# Stated exercise
Locate every line in the entries below that contains the word "yellow", and copy each of those lines.

[START OF Given data]

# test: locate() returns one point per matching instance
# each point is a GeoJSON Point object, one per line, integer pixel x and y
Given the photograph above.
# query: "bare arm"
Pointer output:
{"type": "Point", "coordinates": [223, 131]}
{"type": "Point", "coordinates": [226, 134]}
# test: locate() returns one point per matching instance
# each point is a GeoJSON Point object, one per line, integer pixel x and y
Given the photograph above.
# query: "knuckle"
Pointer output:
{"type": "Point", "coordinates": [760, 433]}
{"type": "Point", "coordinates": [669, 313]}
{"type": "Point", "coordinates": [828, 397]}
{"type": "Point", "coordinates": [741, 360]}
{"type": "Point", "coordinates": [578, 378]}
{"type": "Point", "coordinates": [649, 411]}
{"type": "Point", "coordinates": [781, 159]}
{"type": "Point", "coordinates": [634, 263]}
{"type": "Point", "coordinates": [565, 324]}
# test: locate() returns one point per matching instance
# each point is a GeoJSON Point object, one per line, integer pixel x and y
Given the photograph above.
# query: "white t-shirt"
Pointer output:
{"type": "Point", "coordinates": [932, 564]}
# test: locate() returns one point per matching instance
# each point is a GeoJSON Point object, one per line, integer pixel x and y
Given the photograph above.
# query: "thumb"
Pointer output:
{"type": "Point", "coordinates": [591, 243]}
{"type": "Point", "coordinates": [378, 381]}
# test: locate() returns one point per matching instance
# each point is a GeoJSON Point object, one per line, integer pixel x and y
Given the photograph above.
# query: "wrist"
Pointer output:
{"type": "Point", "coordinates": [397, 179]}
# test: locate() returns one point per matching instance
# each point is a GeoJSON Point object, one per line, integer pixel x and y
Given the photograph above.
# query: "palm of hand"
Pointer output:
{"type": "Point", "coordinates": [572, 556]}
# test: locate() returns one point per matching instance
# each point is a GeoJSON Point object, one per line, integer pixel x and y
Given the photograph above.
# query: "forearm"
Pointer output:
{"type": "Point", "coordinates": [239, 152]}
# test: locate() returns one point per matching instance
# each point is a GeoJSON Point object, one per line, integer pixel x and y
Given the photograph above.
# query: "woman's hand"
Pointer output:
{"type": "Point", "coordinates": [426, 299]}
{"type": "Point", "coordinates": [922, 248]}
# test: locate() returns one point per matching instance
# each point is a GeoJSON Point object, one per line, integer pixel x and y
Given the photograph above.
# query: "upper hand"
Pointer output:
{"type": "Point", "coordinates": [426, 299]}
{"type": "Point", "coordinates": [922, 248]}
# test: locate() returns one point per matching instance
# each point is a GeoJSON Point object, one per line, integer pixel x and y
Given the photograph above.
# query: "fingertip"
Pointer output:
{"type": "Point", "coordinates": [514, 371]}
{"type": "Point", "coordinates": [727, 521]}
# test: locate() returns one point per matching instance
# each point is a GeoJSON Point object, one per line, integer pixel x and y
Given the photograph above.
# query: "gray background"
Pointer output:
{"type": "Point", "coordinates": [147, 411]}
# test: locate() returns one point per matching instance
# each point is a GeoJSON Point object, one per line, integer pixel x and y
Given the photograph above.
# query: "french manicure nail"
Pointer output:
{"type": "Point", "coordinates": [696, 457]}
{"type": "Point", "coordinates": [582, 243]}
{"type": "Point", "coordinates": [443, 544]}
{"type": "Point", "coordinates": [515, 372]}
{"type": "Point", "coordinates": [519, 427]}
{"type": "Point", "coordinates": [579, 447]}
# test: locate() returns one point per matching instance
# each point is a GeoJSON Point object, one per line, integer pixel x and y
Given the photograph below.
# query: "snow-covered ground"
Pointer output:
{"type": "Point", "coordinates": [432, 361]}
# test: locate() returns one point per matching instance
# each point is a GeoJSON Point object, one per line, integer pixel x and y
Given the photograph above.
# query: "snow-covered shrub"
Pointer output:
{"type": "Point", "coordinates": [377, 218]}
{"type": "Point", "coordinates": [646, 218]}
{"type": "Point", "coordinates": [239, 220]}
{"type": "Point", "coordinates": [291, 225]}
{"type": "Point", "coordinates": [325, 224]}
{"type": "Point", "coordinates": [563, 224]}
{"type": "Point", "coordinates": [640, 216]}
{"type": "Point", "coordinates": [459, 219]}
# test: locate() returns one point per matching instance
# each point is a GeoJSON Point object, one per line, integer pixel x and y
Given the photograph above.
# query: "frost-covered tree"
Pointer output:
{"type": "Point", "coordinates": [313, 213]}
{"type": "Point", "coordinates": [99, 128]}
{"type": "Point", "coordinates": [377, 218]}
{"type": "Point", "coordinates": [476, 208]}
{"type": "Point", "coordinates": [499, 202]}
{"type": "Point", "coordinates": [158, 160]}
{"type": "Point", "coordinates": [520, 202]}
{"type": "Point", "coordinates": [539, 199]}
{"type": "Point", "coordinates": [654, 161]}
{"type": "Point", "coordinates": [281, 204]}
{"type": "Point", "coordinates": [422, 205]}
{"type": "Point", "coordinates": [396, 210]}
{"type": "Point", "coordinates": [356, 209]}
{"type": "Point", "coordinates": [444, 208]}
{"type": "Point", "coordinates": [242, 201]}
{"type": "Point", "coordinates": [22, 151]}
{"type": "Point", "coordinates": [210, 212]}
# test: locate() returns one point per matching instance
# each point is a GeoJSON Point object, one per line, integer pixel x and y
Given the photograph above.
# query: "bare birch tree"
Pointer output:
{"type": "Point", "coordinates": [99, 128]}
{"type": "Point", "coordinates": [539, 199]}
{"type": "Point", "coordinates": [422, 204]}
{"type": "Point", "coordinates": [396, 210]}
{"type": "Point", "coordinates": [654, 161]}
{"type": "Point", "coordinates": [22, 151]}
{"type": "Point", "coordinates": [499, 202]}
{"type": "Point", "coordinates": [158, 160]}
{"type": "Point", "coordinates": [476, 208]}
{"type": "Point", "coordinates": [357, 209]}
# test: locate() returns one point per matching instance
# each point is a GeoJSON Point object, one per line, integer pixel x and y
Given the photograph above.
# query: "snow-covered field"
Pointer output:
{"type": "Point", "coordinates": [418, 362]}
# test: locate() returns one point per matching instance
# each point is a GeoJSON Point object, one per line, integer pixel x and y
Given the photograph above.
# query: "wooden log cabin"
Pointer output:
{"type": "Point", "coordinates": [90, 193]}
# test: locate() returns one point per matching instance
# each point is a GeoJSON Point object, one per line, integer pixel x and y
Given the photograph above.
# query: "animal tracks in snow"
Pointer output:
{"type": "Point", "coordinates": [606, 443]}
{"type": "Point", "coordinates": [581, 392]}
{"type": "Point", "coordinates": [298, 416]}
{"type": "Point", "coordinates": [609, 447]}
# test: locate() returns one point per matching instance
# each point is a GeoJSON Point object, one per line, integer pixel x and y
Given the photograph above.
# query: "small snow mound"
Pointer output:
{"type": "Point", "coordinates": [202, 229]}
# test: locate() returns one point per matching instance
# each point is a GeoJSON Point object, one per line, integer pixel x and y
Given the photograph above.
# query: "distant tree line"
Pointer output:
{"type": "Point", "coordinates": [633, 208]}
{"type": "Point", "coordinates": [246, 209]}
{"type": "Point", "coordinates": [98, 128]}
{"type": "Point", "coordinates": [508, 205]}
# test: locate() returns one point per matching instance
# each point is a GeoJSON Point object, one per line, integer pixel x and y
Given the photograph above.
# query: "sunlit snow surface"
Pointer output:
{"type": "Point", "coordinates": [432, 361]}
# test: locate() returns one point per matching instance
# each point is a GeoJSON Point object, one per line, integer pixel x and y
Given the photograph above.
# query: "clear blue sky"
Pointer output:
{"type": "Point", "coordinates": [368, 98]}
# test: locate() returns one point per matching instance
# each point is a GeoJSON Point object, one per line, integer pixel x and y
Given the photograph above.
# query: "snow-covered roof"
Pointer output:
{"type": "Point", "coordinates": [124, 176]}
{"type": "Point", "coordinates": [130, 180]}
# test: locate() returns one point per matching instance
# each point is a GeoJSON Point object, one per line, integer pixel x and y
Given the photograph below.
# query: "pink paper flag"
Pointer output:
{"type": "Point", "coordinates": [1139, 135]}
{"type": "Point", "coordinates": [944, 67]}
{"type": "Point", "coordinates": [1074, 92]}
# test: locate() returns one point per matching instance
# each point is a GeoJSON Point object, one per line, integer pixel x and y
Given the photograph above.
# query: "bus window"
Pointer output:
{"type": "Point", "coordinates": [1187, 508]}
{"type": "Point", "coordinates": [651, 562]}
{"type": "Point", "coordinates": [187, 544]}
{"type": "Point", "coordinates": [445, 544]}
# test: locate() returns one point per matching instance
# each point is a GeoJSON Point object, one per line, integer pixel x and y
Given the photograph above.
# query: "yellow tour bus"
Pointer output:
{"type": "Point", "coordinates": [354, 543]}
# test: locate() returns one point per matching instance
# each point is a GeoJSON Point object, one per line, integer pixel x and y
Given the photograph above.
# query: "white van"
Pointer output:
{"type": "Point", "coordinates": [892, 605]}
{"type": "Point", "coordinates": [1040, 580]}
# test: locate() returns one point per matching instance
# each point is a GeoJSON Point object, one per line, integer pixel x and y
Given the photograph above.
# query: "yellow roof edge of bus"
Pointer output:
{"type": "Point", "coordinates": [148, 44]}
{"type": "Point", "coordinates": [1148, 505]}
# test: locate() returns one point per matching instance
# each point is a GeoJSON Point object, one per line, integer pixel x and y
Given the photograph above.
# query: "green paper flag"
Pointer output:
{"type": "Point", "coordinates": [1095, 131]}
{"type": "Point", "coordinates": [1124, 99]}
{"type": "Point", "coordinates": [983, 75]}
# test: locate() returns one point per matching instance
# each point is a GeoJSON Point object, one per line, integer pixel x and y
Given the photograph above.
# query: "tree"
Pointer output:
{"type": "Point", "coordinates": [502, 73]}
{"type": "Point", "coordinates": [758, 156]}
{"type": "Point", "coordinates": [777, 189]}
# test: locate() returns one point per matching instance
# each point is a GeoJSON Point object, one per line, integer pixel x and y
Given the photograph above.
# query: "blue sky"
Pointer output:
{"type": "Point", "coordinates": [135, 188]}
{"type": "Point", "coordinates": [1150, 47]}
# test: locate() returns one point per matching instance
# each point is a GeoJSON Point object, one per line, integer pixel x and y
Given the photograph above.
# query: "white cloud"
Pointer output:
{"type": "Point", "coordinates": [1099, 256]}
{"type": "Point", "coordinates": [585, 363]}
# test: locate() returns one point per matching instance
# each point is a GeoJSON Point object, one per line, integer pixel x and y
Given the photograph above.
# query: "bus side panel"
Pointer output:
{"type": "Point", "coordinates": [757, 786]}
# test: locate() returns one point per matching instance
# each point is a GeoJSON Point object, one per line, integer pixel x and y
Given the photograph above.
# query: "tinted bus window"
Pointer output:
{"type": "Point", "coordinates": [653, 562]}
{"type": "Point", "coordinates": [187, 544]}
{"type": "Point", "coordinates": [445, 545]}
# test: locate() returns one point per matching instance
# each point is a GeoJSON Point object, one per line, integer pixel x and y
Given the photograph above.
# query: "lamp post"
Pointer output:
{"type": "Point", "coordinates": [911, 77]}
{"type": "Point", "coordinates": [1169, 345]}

[END OF Given data]

# Result of this exercise
# query: "yellow tour bus"
# query: "yellow roof edge of bus"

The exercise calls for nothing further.